What to produce - Extract the full passage below on sports team names and ethnic stereotypes, word for word.

Excerpted passage -
Many in the Native American community take offense at the images portrayed by the Redskins name and logo. They are joined by numerous groups which include people of all races, religions and nationalities. Significant numbers of Redskin fans have joined in the growing chorus of people who simply want the name and images changed; and are lobbying the team’s owners to take action. President Obama himself has indicated that the team owners should consider the feelings of Native Americans and remove the offensive nature of the team’s title.
A national move to correct racial and ethnic stereotypes in professional and college sports is reaching a fever pitch. One ever increasing controversy involves Notre Dame and their football program which has long employed the term “Fighting Irish” coupling it with the use of a logo which depicts a tiny leprechaun who darns a mean and angry face, with raised fists and legs spread far apart in a ready to fight stance.
Many, who know the history of the Irish in America, understand that severe discrimination existed against them in this country and abroad for years, especially in the 19th century where Irish immigrants were forced into abject poverty as a result of employment and housing prejudice. The Irish have long been portrayed as unintelligent, drunken brawlers and many feel that the Fighting Irish logo only helps to foster this stereotypical image.
“I think you are going to see a movement to replace that silly looking leprechaun with something more respectable,” said Sean K. an Irish American College student, who currently attends NYU.
“That image of Irish Americans is not only far outdated but also offensive,” remarked the student.
One Washington Redskin fan, Patrick O, a school teacher of Irish decent teacher from Brooklyn, NY, went even further in his criticism of sports teams using stereotypes to depict team images by saying: “I think we are on the precipice for ridding sports teams of these horrible images once and for all. People are sick of seeing teams exploit Native Americans by using names such as chiefs, warriors, braves and Indians. I think you will see all of them begin to disappear over the next few years.

Provided material -
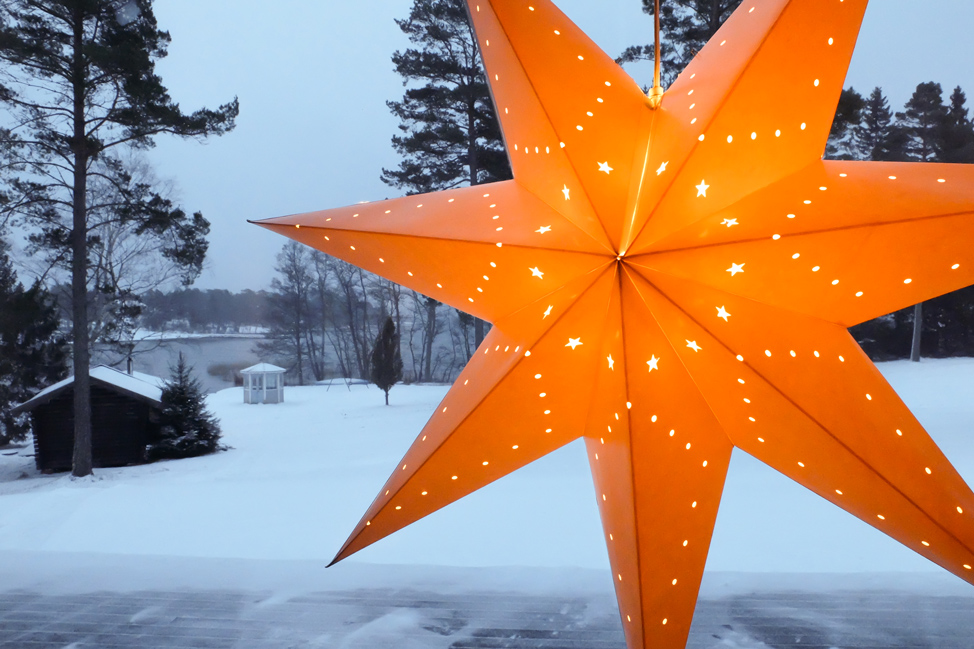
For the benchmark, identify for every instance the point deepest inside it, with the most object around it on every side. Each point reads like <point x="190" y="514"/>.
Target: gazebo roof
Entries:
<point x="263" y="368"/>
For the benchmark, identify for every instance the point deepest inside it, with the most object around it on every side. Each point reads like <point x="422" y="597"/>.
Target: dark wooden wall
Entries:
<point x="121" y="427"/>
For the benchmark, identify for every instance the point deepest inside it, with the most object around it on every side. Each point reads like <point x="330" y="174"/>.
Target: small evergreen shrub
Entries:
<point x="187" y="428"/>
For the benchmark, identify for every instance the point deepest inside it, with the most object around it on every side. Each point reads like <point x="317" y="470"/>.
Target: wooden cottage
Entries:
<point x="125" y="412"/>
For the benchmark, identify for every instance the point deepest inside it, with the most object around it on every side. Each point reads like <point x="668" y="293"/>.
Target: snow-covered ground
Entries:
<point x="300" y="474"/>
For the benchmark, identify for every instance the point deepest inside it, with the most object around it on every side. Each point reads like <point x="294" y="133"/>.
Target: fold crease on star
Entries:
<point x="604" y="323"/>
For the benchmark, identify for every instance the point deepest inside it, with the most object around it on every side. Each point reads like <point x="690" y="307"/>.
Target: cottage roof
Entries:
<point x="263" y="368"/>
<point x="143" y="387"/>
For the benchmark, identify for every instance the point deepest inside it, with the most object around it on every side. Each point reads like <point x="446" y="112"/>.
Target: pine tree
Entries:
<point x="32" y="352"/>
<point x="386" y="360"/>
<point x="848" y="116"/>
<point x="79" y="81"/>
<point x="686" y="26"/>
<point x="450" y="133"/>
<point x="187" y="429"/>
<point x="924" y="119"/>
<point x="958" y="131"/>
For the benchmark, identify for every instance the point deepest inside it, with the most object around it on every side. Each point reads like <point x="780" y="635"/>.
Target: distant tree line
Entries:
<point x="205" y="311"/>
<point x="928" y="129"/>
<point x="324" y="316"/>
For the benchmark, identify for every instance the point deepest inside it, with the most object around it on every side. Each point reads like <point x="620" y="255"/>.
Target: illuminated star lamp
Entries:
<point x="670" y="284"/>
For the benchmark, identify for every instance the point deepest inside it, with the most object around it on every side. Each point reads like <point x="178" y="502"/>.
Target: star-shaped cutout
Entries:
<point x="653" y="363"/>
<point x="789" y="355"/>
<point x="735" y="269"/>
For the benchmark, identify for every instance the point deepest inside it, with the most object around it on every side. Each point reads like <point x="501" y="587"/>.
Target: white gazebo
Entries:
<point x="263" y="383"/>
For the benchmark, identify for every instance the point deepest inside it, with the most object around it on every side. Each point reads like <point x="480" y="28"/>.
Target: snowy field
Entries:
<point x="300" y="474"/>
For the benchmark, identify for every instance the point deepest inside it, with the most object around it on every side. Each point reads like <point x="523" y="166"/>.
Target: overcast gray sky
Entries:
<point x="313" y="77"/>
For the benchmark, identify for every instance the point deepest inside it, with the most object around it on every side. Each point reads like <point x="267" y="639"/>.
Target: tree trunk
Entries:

---

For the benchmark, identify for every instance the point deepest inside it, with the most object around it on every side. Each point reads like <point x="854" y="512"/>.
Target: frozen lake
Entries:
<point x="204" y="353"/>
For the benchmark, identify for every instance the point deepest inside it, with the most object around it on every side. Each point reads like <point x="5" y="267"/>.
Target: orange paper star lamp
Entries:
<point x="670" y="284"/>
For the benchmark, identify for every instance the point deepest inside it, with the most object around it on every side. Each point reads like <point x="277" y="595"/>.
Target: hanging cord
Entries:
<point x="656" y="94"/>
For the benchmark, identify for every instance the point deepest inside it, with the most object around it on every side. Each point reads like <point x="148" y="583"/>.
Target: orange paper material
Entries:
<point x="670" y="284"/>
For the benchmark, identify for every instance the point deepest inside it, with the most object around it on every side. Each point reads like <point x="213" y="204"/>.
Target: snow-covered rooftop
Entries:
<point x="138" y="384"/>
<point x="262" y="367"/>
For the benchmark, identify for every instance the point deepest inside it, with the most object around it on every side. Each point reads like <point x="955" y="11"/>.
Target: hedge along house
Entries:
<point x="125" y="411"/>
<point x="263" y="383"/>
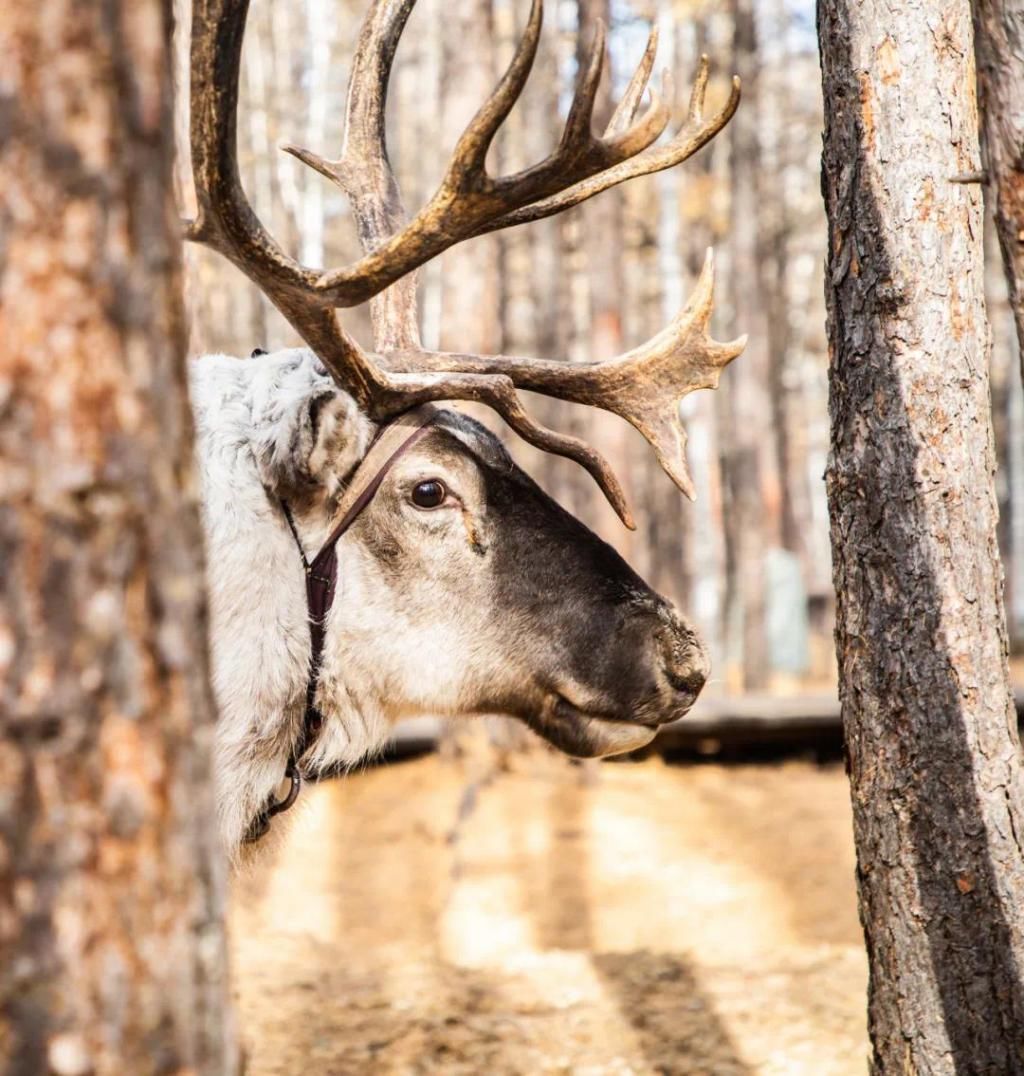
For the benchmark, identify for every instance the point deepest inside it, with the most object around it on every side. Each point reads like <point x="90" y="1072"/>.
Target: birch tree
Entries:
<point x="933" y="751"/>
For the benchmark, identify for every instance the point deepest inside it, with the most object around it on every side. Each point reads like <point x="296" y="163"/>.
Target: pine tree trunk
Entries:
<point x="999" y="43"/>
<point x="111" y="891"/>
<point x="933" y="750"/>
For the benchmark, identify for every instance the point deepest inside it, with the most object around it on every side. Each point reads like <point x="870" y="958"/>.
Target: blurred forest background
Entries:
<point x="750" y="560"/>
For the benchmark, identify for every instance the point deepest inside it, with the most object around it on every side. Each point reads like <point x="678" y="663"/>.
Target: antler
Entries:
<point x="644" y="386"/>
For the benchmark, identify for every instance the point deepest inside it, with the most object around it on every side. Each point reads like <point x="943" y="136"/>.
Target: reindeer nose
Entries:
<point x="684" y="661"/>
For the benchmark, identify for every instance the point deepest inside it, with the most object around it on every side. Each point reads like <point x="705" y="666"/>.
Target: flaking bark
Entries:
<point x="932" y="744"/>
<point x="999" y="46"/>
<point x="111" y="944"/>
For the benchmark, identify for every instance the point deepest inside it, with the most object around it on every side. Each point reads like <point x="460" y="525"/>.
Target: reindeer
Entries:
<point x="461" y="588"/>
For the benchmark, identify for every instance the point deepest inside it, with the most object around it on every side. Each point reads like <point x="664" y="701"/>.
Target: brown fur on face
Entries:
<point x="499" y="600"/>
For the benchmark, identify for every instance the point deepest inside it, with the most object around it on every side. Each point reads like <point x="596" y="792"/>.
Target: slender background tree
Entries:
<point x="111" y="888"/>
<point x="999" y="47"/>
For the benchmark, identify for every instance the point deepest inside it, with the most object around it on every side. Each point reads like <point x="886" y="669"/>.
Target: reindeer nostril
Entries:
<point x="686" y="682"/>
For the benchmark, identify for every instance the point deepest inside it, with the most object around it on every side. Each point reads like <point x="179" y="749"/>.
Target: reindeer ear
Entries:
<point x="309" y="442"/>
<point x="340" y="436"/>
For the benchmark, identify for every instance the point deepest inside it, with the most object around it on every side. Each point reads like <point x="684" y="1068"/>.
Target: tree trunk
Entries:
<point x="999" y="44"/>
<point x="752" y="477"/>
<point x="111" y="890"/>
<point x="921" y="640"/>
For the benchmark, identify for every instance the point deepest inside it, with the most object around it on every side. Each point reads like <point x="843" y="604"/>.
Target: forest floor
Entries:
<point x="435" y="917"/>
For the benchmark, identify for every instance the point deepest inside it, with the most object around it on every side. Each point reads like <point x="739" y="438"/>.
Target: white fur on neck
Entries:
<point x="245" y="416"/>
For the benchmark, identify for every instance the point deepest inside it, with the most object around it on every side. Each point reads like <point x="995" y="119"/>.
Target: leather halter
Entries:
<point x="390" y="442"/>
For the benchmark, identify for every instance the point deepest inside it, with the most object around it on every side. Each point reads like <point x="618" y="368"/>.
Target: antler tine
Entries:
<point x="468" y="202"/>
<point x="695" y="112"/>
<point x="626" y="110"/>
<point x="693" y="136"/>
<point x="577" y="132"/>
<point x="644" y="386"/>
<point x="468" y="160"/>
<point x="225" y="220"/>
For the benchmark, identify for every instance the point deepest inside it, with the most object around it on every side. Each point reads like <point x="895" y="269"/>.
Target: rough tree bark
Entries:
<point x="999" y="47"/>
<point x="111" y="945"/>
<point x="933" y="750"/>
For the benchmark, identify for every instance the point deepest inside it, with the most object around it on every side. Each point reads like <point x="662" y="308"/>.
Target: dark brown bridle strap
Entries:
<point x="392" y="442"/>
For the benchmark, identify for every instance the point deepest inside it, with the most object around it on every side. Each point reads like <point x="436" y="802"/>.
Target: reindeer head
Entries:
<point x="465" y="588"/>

* * *

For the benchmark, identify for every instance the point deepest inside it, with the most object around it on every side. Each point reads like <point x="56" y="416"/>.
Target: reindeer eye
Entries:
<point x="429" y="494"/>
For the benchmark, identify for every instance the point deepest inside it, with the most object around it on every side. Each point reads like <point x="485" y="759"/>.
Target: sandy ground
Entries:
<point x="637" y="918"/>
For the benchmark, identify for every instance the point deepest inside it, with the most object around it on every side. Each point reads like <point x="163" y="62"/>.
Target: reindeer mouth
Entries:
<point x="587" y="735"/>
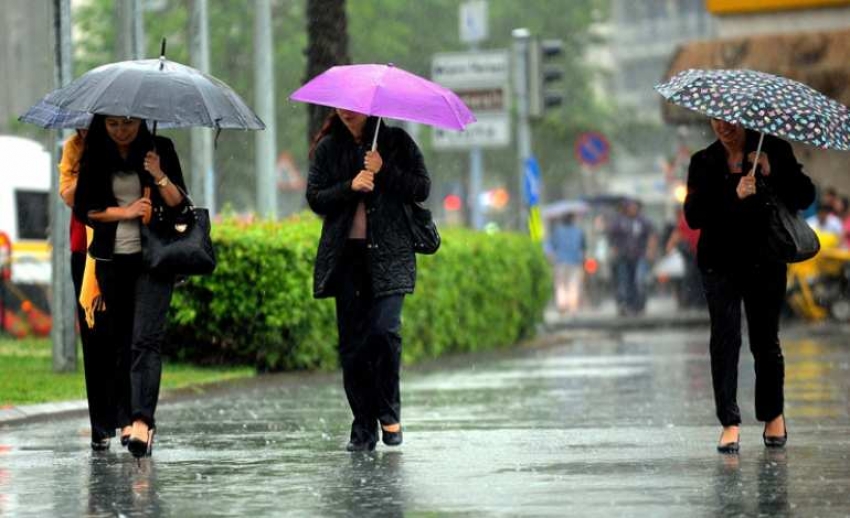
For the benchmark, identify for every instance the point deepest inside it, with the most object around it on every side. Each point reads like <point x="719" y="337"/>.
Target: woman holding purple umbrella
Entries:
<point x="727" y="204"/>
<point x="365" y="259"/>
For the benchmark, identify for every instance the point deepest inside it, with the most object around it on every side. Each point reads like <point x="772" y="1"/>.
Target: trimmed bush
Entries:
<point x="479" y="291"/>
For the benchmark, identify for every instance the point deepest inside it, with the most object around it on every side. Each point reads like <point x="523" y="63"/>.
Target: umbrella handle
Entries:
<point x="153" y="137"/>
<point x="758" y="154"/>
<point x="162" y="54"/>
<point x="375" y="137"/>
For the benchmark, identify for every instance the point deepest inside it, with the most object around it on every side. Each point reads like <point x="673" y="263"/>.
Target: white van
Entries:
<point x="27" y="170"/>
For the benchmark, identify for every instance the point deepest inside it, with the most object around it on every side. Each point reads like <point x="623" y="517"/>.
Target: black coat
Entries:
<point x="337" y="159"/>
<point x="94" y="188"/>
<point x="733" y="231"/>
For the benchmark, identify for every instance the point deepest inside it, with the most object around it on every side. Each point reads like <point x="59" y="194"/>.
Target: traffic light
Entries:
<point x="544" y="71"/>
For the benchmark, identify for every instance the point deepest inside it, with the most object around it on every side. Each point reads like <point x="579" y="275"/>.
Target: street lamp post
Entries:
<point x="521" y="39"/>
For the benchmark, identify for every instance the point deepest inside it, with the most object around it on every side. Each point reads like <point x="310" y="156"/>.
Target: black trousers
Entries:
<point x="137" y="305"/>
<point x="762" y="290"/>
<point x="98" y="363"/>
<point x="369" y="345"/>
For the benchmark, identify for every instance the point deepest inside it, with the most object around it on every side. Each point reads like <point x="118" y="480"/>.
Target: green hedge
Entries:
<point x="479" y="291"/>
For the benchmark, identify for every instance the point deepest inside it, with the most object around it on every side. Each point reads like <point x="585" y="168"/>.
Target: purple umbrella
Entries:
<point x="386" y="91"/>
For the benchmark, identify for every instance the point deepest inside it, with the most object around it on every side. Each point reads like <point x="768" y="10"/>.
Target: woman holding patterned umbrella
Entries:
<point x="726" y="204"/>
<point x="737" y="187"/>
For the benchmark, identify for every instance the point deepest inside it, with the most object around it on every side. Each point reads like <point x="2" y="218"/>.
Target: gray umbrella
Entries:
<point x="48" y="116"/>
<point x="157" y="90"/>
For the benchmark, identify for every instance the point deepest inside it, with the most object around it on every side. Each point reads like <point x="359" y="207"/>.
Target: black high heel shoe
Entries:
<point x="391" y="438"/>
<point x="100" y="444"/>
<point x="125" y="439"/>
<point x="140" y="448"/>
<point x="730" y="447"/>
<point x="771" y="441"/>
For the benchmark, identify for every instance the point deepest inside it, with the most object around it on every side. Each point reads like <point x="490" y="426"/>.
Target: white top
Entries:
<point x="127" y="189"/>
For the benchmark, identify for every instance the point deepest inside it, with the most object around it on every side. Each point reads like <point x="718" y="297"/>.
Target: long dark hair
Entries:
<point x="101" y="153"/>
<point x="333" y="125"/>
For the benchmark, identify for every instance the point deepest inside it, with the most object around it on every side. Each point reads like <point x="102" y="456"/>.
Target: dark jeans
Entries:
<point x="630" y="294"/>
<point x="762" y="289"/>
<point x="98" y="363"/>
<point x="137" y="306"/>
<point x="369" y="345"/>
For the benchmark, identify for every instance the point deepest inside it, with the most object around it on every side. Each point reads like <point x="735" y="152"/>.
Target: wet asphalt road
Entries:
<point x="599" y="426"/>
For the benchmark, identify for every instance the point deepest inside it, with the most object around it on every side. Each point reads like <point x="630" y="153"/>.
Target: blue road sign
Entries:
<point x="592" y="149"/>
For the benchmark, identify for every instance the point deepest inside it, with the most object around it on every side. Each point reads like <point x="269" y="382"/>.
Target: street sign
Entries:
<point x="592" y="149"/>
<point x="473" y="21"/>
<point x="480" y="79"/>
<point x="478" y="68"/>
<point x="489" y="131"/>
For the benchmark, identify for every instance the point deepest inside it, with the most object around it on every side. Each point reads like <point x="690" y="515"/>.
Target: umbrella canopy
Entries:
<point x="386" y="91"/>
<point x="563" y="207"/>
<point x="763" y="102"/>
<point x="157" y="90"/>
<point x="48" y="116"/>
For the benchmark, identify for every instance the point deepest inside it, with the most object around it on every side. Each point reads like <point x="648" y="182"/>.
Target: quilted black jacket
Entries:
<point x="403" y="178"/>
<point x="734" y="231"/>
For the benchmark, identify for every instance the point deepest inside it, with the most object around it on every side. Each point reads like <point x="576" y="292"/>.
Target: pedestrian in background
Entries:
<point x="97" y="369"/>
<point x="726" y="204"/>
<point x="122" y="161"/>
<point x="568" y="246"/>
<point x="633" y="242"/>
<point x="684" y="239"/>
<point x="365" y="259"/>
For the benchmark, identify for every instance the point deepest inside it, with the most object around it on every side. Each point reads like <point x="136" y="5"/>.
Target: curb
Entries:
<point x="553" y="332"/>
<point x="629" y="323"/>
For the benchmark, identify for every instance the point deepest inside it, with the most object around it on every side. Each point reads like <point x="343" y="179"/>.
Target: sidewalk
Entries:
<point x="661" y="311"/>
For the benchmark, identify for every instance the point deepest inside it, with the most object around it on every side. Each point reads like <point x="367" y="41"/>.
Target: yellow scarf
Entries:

Written response -
Many in the Native American community take offense at the images portrayed by the Redskins name and logo. They are joined by numerous groups which include people of all races, religions and nationalities. Significant numbers of Redskin fans have joined in the growing chorus of people who simply want the name and images changed; and are lobbying the team’s owners to take action. President Obama himself has indicated that the team owners should consider the feelings of Native Americans and remove the offensive nature of the team’s title.
A national move to correct racial and ethnic stereotypes in professional and college sports is reaching a fever pitch. One ever increasing controversy involves Notre Dame and their football program which has long employed the term “Fighting Irish” coupling it with the use of a logo which depicts a tiny leprechaun who darns a mean and angry face, with raised fists and legs spread far apart in a ready to fight stance.
Many, who know the history of the Irish in America, understand that severe discrimination existed against them in this country and abroad for years, especially in the 19th century where Irish immigrants were forced into abject poverty as a result of employment and housing prejudice. The Irish have long been portrayed as unintelligent, drunken brawlers and many feel that the Fighting Irish logo only helps to foster this stereotypical image.
“I think you are going to see a movement to replace that silly looking leprechaun with something more respectable,” said Sean K. an Irish American College student, who currently attends NYU.
“That image of Irish Americans is not only far outdated but also offensive,” remarked the student.
One Washington Redskin fan, Patrick O, a school teacher of Irish decent teacher from Brooklyn, NY, went even further in his criticism of sports teams using stereotypes to depict team images by saying: “I think we are on the precipice for ridding sports teams of these horrible images once and for all. People are sick of seeing teams exploit Native Americans by using names such as chiefs, warriors, braves and Indians. I think you will see all of them begin to disappear over the next few years.